PROBLEM REQUIREMENTS:
From the first line to the last, copy the material exactly and leave the pictures out.

+---+

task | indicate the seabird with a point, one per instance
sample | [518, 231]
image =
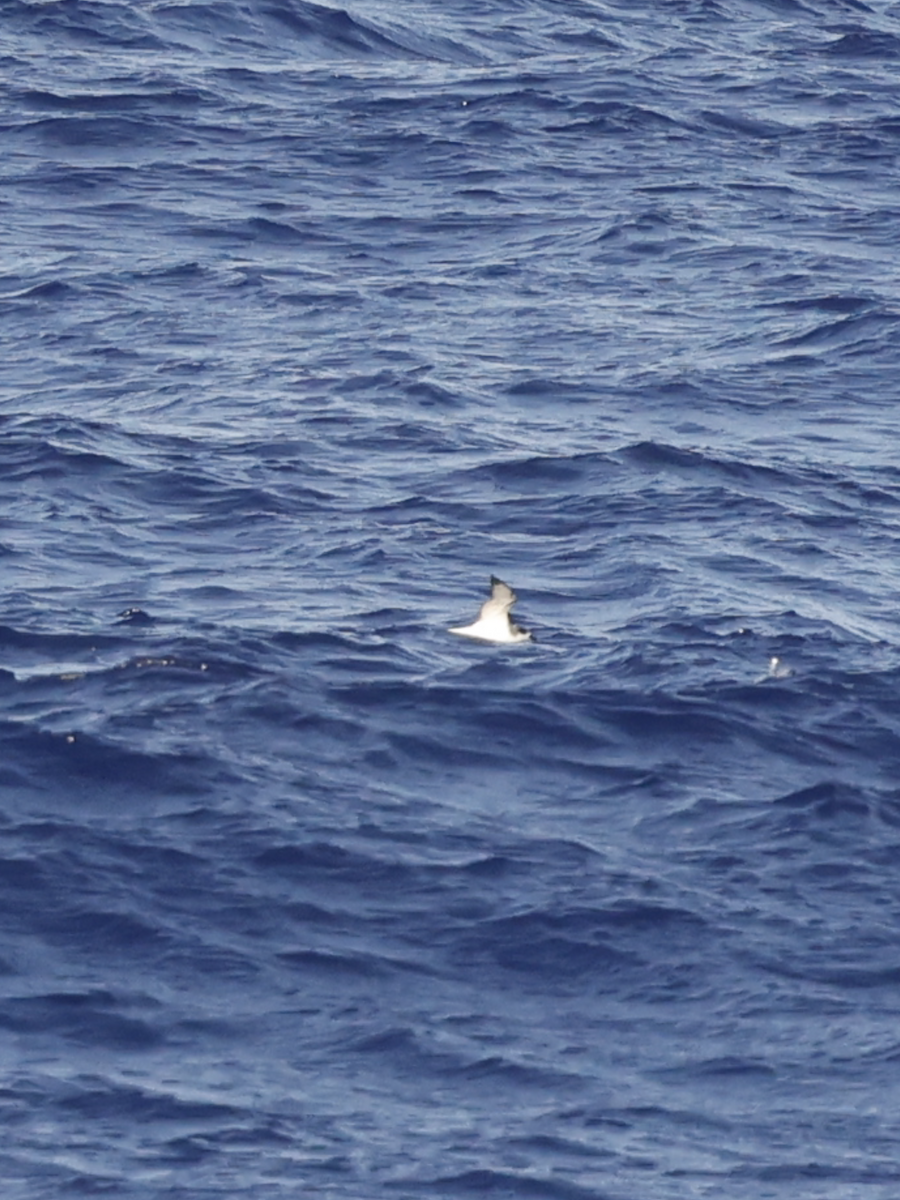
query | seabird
[493, 623]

+---+

ANSWER SECTION:
task | indicate the seabird with a point, one per instance
sample | [518, 231]
image =
query | seabird
[493, 623]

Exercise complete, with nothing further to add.